▶ [Exercise goal]:
Reproduce every record below verbatim, line for line, with no changes.

---------- Records provided

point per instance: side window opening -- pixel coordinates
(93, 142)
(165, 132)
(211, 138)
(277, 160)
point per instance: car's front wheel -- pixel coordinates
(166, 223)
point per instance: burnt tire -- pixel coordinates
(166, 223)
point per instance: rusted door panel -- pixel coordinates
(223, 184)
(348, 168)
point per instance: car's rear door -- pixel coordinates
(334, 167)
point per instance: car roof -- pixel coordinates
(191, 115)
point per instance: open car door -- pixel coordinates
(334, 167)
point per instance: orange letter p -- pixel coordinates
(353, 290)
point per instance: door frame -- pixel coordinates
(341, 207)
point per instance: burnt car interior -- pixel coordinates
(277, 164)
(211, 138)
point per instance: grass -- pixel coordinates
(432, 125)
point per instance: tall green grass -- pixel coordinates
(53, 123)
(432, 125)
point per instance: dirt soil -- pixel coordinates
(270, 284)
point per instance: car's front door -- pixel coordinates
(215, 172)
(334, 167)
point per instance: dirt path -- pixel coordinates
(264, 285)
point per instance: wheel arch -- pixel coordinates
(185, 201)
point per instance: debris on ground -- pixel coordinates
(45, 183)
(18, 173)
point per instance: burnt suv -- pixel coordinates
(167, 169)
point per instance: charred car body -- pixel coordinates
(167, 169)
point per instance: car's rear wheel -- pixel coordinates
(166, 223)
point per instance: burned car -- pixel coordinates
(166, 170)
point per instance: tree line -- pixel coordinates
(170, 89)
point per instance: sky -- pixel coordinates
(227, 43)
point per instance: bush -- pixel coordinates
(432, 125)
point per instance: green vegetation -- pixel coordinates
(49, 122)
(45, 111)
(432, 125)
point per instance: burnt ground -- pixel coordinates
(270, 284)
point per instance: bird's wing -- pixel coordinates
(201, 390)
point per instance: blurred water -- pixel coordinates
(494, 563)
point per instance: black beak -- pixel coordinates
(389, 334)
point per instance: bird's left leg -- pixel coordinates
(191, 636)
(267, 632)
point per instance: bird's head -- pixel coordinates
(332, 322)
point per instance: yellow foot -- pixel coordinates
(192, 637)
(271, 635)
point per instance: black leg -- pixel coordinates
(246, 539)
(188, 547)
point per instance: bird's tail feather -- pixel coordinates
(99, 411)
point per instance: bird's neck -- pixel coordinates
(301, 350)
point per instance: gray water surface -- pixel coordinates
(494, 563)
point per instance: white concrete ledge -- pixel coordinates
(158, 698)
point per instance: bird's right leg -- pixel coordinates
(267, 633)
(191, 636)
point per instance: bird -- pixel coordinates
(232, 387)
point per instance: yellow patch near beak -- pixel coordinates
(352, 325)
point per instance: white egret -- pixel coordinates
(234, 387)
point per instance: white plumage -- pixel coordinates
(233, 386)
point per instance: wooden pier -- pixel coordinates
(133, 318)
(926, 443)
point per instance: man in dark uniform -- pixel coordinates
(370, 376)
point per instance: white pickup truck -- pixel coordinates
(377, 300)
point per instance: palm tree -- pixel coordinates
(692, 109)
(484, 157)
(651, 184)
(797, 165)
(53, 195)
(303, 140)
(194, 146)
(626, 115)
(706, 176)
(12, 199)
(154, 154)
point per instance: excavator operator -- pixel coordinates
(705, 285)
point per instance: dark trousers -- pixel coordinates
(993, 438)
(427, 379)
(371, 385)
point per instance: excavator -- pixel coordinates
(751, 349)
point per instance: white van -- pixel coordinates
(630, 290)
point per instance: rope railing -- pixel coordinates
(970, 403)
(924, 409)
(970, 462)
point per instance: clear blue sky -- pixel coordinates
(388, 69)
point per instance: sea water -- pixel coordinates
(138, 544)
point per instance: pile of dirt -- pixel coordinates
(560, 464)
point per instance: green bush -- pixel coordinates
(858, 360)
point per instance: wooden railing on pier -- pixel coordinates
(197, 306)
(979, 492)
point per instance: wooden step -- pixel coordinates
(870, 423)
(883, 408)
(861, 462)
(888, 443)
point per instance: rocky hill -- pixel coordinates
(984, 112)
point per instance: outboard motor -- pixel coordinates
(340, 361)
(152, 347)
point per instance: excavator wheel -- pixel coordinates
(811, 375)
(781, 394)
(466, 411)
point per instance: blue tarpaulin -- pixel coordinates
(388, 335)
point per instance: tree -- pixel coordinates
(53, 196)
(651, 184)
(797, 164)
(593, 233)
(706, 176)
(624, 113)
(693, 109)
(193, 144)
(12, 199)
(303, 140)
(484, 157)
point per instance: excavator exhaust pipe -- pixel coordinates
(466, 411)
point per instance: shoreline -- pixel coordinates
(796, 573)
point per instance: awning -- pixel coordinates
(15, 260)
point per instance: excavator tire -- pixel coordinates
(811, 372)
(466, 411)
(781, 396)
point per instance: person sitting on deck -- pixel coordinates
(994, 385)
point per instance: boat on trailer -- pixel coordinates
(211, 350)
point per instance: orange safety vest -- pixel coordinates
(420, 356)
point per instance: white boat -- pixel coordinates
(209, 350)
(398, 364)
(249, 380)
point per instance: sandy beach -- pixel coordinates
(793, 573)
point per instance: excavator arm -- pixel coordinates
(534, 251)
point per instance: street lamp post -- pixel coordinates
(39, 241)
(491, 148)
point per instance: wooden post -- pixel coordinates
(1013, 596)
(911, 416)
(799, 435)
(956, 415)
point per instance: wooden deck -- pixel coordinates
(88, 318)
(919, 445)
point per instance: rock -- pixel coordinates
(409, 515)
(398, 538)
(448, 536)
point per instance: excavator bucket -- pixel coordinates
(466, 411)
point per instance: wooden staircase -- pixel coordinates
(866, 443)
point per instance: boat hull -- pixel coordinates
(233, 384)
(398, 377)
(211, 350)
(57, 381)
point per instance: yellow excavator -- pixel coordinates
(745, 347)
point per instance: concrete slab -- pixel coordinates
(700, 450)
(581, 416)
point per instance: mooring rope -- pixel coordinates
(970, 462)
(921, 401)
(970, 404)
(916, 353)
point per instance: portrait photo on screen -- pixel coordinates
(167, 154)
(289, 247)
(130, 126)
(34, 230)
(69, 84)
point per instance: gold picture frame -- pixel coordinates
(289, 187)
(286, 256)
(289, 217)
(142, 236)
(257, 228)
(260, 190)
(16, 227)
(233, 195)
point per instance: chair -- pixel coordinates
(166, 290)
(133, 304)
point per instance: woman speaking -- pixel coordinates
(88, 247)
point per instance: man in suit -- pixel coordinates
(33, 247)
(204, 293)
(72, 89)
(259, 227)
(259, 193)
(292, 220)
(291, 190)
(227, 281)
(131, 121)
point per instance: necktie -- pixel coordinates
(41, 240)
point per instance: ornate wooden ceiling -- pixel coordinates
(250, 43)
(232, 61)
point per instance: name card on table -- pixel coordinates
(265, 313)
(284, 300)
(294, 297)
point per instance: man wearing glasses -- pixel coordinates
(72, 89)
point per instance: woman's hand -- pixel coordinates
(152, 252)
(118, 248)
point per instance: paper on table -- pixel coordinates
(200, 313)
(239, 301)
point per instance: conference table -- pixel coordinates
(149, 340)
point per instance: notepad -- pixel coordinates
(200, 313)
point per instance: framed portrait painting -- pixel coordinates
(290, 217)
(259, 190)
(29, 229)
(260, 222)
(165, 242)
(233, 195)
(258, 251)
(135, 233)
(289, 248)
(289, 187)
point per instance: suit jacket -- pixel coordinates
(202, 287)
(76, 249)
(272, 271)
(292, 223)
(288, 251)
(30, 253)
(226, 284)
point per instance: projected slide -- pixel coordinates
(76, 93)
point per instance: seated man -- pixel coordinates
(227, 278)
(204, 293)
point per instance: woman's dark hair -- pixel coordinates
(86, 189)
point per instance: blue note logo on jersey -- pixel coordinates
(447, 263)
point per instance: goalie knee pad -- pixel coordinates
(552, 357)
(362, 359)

--------------------

▶ [Response to this task]:
point per instance: side window opening -- pixel coordinates
(93, 142)
(165, 132)
(211, 138)
(277, 160)
point per instance: car's front wheel -- pixel coordinates
(166, 223)
point per instance: burnt tire -- pixel coordinates
(166, 223)
point per instance: rusted door panel -- pixel coordinates
(223, 184)
(348, 168)
point per instance: car's rear door -- pixel coordinates
(334, 167)
point per instance: car roof -- pixel coordinates
(191, 115)
point per instance: open car door -- pixel coordinates
(334, 167)
point per instance: orange letter p -- pixel coordinates
(353, 290)
point per instance: door frame -- pixel coordinates
(341, 207)
point per instance: burnt car interior -- pixel coordinates
(277, 164)
(211, 138)
point per instance: grass -- pixel coordinates
(432, 125)
point per instance: tall green grass -- pixel coordinates
(53, 123)
(432, 125)
point per instance: dirt soil -- pixel coordinates
(270, 284)
point per instance: car's front door -- pixel coordinates
(215, 172)
(334, 167)
point per instance: dirt path -- pixel coordinates
(264, 285)
point per instance: wheel arch -- pixel coordinates
(185, 201)
point per instance: debris on ground -- pixel coordinates
(45, 183)
(18, 173)
point per instance: burnt suv -- pixel coordinates
(167, 169)
point per instance: charred car body -- pixel coordinates
(167, 169)
point per instance: car's rear wheel -- pixel coordinates
(166, 223)
point per instance: burned car -- pixel coordinates
(166, 170)
point per instance: tree line -- pixel coordinates
(170, 89)
point per instance: sky -- pixel coordinates
(227, 43)
point per instance: bush -- pixel coordinates
(432, 125)
point per instance: green vegetation -- pixel coordinates
(49, 122)
(45, 111)
(432, 125)
point per instance: burnt ground -- pixel coordinates
(270, 284)
point per instance: bird's wing -- pixel coordinates
(201, 390)
point per instance: blurred water -- pixel coordinates
(494, 563)
point per instance: black beak -- pixel coordinates
(389, 334)
point per instance: bird's left leg -- pixel coordinates
(191, 636)
(267, 632)
point per instance: bird's head -- pixel coordinates
(332, 322)
point per instance: yellow foot -- pixel coordinates
(192, 637)
(271, 635)
point per instance: black leg -- pixel coordinates
(246, 539)
(188, 547)
point per instance: bird's tail feather -- pixel coordinates
(99, 411)
point per instance: bird's neck -- pixel coordinates
(301, 350)
point per instance: gray water surface -- pixel coordinates
(494, 563)
point per instance: white concrete ledge -- pixel coordinates
(158, 698)
point per instance: bird's right leg -- pixel coordinates
(267, 633)
(191, 636)
point per instance: bird -- pixel coordinates
(232, 387)
point per instance: yellow patch near beak -- pixel coordinates
(352, 325)
point per instance: white egret -- pixel coordinates
(234, 387)
point per instance: white plumage -- pixel coordinates
(233, 386)
point per instance: wooden pier -- pixel coordinates
(133, 318)
(926, 443)
point per instance: man in dark uniform -- pixel coordinates
(370, 376)
point per instance: white pickup truck -- pixel coordinates
(377, 300)
point per instance: palm tree -- pixel coordinates
(692, 109)
(484, 157)
(651, 184)
(797, 165)
(53, 195)
(303, 140)
(194, 146)
(626, 115)
(706, 176)
(12, 199)
(154, 154)
point per instance: excavator operator -- pixel coordinates
(705, 285)
point per instance: dark trousers -- pixel coordinates
(993, 438)
(427, 379)
(371, 385)
point per instance: excavator -- pixel coordinates
(751, 349)
point per instance: white van -- pixel coordinates
(630, 290)
point per instance: rope railing -- pixel coordinates
(970, 403)
(924, 409)
(970, 462)
point per instance: clear blue sky -- pixel coordinates
(388, 69)
point per instance: sea water -- pixel coordinates
(138, 544)
point per instance: pile of dirt -- pixel coordinates
(560, 464)
point per instance: green bush -- pixel coordinates
(858, 360)
point per instance: wooden railing on pier -- pixel coordinates
(197, 306)
(979, 492)
point per instance: wooden step -- pixel coordinates
(870, 423)
(883, 408)
(861, 462)
(888, 443)
point per instance: rocky hill -- pixel coordinates
(984, 112)
point per instance: outboard motor -- pixel coordinates
(340, 361)
(152, 347)
point per instance: excavator wheel -- pixel coordinates
(811, 375)
(781, 394)
(466, 411)
point per instance: blue tarpaulin -- pixel coordinates
(388, 335)
point per instance: tree -- pixel coordinates
(53, 196)
(651, 184)
(797, 164)
(593, 233)
(706, 176)
(624, 113)
(693, 109)
(193, 144)
(12, 199)
(303, 140)
(484, 157)
point per instance: excavator exhaust pipe -- pixel coordinates
(466, 411)
point per instance: shoreline -- pixel coordinates
(796, 573)
point per instance: awning -- pixel coordinates
(15, 260)
point per instance: excavator tire -- pixel coordinates
(811, 372)
(466, 411)
(781, 396)
point per instance: person sitting on deck -- pixel coordinates
(994, 385)
point per instance: boat on trailer -- pixel coordinates
(211, 350)
point per instance: orange safety vest -- pixel coordinates
(420, 356)
point per instance: white boat -- pixel coordinates
(209, 350)
(398, 364)
(249, 380)
point per instance: sandy beach -- pixel coordinates
(793, 573)
point per instance: excavator arm -- pixel coordinates
(534, 251)
point per instance: street lamp post -- pixel coordinates
(39, 241)
(491, 148)
point per instance: wooden post -- pixel coordinates
(1013, 596)
(911, 416)
(799, 435)
(956, 415)
point per instance: wooden deck -- pixel coordinates
(88, 318)
(919, 445)
point per instance: rock -- pixel coordinates
(409, 515)
(398, 538)
(448, 536)
point per instance: excavator bucket -- pixel coordinates
(466, 411)
point per instance: wooden staircase -- pixel coordinates
(866, 443)
point per instance: boat hull -- pixel coordinates
(233, 384)
(398, 377)
(211, 350)
(57, 381)
point per instance: yellow excavator -- pixel coordinates
(745, 347)
point per instance: concrete slab -- pixel coordinates
(700, 450)
(581, 416)
point per instance: mooring rope -- pixel coordinates
(970, 462)
(921, 401)
(970, 404)
(916, 353)
point per instance: portrait photo on screen -- pixel coordinates
(167, 154)
(289, 247)
(130, 126)
(34, 230)
(69, 84)
point per instance: gold picture frame -- pixel coordinates
(289, 187)
(286, 256)
(289, 217)
(142, 236)
(257, 228)
(260, 190)
(16, 227)
(233, 195)
point per instance: chair -- pixel coordinates
(166, 290)
(133, 304)
point per instance: woman speaking -- pixel coordinates
(88, 247)
point per instance: man in suit -- pixel coordinates
(33, 247)
(204, 293)
(72, 89)
(259, 227)
(259, 193)
(292, 220)
(291, 190)
(227, 281)
(131, 121)
point per instance: necktie -- pixel coordinates
(41, 240)
point per instance: ornate wooden ceiling -- pixel coordinates
(250, 43)
(232, 61)
point per instance: name card on table -- pixel coordinates
(265, 313)
(284, 300)
(294, 297)
point per instance: man wearing glasses -- pixel coordinates
(72, 89)
point per instance: woman's hand -- pixel coordinates
(152, 252)
(118, 248)
point per instance: paper on table -- pixel coordinates
(200, 313)
(239, 301)
point per instance: conference table -- pixel coordinates
(149, 340)
point per instance: notepad -- pixel coordinates
(200, 313)
point per instance: framed portrait painting -- pixel coordinates
(290, 217)
(259, 190)
(29, 229)
(260, 222)
(165, 242)
(233, 195)
(258, 251)
(135, 233)
(289, 248)
(289, 187)
point per instance: suit jacket -- pixel coordinates
(202, 287)
(76, 249)
(272, 271)
(292, 223)
(288, 251)
(30, 253)
(226, 284)
point per instance: projected slide -- pixel coordinates
(76, 93)
point per instance: seated man -- pixel coordinates
(227, 278)
(204, 293)
point per instance: woman's dark hair -- pixel coordinates
(86, 189)
point per instance: blue note logo on jersey -- pixel coordinates
(447, 263)
point per instance: goalie knee pad -- pixel coordinates
(552, 357)
(362, 359)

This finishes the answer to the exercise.